__Your objective__: The expected output is every entry that follows, reproduced exactly.

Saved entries
┄┄┄┄┄┄
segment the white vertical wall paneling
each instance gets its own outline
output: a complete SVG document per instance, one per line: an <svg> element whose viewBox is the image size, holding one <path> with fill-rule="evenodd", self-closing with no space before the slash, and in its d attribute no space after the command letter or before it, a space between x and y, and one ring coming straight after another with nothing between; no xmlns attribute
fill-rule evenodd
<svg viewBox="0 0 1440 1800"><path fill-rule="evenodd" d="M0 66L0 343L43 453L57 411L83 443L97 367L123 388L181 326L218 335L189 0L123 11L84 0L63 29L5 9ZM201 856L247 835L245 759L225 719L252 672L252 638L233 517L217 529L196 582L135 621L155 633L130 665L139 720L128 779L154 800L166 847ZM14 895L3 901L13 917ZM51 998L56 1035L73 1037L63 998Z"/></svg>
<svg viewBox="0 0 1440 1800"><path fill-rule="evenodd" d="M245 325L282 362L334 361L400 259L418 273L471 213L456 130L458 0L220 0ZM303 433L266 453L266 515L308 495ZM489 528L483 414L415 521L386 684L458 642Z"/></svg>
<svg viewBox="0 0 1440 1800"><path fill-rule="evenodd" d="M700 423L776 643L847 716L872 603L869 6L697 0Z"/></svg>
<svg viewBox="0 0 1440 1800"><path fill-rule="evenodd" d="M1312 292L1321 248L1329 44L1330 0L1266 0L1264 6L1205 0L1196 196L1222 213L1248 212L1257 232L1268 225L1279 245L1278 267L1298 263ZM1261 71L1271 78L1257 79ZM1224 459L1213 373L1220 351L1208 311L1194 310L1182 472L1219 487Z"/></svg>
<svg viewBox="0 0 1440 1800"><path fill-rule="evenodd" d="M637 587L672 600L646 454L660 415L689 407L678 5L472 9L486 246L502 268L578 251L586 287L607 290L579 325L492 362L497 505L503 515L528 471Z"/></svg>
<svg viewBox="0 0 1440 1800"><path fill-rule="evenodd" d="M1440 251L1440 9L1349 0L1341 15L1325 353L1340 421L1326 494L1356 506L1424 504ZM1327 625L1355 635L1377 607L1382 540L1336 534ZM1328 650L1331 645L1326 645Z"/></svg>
┄┄┄┄┄┄
__Solution for this task__:
segment the white vertical wall paneling
each instance gets its own outline
output: a complete SVG document per instance, one per line: an <svg> element whose viewBox is the image size, holding one <path> with fill-rule="evenodd", self-closing with no space before the slash, and in its d attribute no space after the command letter or before it, a space between x and y, and one ring coming straight after another with nothing between; no xmlns attribute
fill-rule evenodd
<svg viewBox="0 0 1440 1800"><path fill-rule="evenodd" d="M0 66L0 343L43 453L57 411L83 443L97 367L123 388L181 326L218 335L189 0L123 11L84 0L63 29L5 9ZM201 856L247 835L245 759L225 719L252 672L252 638L233 517L217 529L196 582L135 621L155 633L130 665L139 720L128 779L154 800L166 847ZM14 895L3 901L13 917ZM51 998L56 1035L73 1037L63 998Z"/></svg>
<svg viewBox="0 0 1440 1800"><path fill-rule="evenodd" d="M245 325L282 362L334 361L400 259L418 273L471 213L456 130L458 0L220 0ZM303 433L266 453L266 515L308 495ZM489 528L483 414L415 521L386 684L458 642Z"/></svg>
<svg viewBox="0 0 1440 1800"><path fill-rule="evenodd" d="M700 423L776 643L847 716L872 603L869 6L697 0Z"/></svg>
<svg viewBox="0 0 1440 1800"><path fill-rule="evenodd" d="M1312 292L1321 248L1329 44L1330 0L1266 0L1264 6L1205 0L1196 196L1222 213L1248 212L1257 232L1268 225L1279 245L1278 267L1298 263ZM1261 71L1271 78L1257 79ZM1224 459L1213 373L1220 351L1208 311L1194 310L1182 472L1219 487Z"/></svg>
<svg viewBox="0 0 1440 1800"><path fill-rule="evenodd" d="M637 587L672 600L646 454L660 415L689 407L678 5L472 9L486 246L502 268L578 251L586 287L607 290L579 325L492 362L497 505L503 515L528 471Z"/></svg>
<svg viewBox="0 0 1440 1800"><path fill-rule="evenodd" d="M1440 251L1440 9L1349 0L1341 15L1325 353L1340 421L1326 494L1356 506L1424 504ZM1327 625L1355 635L1377 607L1382 540L1336 534ZM1328 650L1331 645L1326 645Z"/></svg>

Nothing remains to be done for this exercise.